Texte cité:

--- --- ---

L'assemblage / À propos de l'interprétation

Pour la Paix est une pièce mixte, mais d’une mixité complexe, car il y a trois éléments totalement hétérogènes : les narrateurs, le chœur, la bande UPIC. À vrai dire, le projet xenakien ne consiste pas à mettre ensemble des univers sonores, mais, partant du texte, à l’encadrer musicalement – soit en l’illustrant d’une manière quasi littérale, comme il en va de certaines séquences UPIC, soit en le prolongeant musicalement, notamment avec les chœurs –, en utilisant ces deux moyens sonores et musicaux que sont la voix humaine et l’électronique. Entre ces trois entités, se tisse un jeu de combinatoire, explorant toutes les possibilités : alternance, superposition à deux ou à trois. La schéma de l’exemple 18 fournit le déroulement de cet assemblage.

Exemple 18. Déroulement global de Pour la Paix : assemblage des trois composantes.

Cet assemblage est très fragile, il ne tient parfois qu’à un fil. En effet, si le texte fournit une unité d’ensemble, les sons UPIC et les chœurs ne fusionnent ni ensemble, ni avec les narrateurs. Le risque est toujours grand que chaque séquence s’autonomise et que l’œuvre apparaisse comme une simple succession de moments hétérogènes. On constatera cependant qu’il y a deux éléments qui contribuent à donner une unité à l’ensemble. D’une part, bien entendu, la narration, qui s’achemine vers l’explosion finale. D’autre part, le fait que, à partir de la quatorzième minute, les interventions et de la bande UPIC et des chœurs se rallongent, finissant ainsi par faire disparaître l’impression de collage.

--- --- ---

Liste fournie:
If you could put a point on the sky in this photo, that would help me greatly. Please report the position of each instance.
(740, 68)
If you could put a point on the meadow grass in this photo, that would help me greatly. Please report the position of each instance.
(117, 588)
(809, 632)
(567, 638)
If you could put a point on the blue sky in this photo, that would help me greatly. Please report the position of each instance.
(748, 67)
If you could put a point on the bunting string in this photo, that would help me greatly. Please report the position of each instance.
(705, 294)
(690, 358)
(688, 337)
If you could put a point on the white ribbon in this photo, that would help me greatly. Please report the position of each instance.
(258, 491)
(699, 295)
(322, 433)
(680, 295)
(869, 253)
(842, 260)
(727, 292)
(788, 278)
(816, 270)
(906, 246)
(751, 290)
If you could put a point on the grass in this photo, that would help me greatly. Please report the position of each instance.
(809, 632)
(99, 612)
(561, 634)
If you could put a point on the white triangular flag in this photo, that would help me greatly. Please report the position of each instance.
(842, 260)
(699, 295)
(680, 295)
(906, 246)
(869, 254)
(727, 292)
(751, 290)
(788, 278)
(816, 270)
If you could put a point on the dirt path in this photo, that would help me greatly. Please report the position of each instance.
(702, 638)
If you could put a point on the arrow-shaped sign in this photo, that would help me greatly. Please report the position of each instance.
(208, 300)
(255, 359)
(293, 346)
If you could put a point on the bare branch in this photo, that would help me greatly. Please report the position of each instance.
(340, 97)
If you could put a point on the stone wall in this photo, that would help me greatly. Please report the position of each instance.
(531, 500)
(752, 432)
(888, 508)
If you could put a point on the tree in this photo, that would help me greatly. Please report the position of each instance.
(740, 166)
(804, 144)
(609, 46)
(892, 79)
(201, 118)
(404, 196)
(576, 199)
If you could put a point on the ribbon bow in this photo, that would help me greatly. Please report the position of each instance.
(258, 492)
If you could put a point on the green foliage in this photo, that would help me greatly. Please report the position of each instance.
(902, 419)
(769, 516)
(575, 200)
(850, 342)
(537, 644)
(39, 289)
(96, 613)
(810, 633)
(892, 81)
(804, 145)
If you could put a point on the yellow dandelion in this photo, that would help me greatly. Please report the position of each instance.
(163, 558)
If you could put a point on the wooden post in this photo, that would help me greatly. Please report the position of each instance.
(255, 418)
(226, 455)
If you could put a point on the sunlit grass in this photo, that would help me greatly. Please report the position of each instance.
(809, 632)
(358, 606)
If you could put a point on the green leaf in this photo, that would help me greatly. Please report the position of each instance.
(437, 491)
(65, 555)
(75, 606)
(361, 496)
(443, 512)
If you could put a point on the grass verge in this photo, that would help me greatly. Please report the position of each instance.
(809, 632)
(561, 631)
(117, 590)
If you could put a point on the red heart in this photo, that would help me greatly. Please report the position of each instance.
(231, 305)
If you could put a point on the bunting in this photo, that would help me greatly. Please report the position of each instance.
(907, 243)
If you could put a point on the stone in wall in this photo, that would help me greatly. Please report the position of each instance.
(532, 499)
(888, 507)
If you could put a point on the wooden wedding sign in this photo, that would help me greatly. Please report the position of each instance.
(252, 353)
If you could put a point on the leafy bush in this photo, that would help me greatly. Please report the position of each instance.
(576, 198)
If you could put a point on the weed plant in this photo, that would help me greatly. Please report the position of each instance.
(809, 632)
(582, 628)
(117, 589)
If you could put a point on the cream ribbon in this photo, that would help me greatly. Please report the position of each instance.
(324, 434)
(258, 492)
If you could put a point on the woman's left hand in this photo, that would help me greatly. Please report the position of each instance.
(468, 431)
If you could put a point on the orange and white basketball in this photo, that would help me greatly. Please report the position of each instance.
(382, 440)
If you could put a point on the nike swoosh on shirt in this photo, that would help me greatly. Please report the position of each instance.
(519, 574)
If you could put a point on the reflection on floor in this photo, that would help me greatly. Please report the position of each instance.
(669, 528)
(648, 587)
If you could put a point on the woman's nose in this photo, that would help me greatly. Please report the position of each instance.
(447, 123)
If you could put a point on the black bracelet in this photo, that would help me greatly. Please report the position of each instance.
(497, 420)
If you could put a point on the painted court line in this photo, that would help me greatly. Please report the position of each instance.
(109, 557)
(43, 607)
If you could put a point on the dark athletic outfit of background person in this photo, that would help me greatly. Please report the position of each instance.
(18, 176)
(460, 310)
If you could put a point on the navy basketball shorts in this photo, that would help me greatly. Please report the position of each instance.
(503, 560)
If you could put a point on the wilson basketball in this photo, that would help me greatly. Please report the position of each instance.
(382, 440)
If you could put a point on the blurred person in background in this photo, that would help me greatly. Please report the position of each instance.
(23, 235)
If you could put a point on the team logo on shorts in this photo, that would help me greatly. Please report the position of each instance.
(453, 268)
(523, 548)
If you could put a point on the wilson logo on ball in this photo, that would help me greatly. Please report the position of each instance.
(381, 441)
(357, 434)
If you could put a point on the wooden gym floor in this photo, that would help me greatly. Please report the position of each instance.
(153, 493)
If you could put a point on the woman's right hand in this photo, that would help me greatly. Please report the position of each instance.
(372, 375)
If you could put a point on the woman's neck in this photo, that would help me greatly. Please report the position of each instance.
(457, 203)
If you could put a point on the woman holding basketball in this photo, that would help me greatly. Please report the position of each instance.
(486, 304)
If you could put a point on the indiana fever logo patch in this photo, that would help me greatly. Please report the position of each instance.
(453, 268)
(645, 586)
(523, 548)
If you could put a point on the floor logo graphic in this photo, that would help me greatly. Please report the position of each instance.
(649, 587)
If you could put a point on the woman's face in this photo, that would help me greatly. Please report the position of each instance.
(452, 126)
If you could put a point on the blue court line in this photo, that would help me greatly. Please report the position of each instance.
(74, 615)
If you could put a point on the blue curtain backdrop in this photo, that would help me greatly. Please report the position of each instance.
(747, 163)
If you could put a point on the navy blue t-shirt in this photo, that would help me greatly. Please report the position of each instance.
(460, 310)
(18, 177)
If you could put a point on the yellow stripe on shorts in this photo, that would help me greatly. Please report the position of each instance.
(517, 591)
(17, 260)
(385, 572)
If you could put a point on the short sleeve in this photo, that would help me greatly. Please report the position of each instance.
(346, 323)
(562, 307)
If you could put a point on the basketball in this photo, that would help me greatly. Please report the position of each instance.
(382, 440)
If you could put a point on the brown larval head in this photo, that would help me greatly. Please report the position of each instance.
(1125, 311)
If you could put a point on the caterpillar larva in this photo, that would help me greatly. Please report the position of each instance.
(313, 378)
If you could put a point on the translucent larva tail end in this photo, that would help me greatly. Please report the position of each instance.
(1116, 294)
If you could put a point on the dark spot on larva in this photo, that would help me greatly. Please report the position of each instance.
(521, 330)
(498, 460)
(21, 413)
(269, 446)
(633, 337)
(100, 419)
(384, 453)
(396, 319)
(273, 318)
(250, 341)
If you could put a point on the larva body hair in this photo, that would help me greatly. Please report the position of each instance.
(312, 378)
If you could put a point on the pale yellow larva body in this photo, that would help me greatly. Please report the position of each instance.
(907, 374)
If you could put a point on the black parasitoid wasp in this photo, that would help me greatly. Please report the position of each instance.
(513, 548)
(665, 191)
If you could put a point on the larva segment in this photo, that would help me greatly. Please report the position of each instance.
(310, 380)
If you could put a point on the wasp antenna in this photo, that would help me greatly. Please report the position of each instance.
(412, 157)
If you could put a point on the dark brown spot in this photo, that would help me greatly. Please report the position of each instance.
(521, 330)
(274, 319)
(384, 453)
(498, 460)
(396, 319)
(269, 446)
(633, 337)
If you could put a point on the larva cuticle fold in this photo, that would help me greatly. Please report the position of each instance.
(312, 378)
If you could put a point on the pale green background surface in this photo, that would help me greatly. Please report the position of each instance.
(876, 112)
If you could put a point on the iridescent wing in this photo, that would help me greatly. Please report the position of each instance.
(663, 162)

--- --- ---

Détails du problème: D'après le texte cité, quels sont les trois éléments hétérogènes qui composent Pour la Paix ? Seul le texte cité doit servir de référence.

Réponse complète: Les narrateurs, le chœur et la bande UPIC.